Task objective. Using the listing below, return each line exactly as it reads.
*** Opening Data provided ***
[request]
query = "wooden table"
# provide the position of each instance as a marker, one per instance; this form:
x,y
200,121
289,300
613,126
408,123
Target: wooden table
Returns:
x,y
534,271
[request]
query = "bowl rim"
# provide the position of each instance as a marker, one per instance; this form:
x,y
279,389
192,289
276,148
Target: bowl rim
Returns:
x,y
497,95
*** Closing Data provided ***
Answer to the problem.
[request]
query = "wooden table"
# provide the position of each instance as a marker, one per instance; this form:
x,y
200,121
289,300
613,126
408,123
Target: wooden table
Returns:
x,y
534,271
[request]
query = "bowl rim"
# provide the position of each instance as a marker, one per instance; this form:
x,y
279,389
192,289
276,148
Target: bowl rim
Returns:
x,y
497,95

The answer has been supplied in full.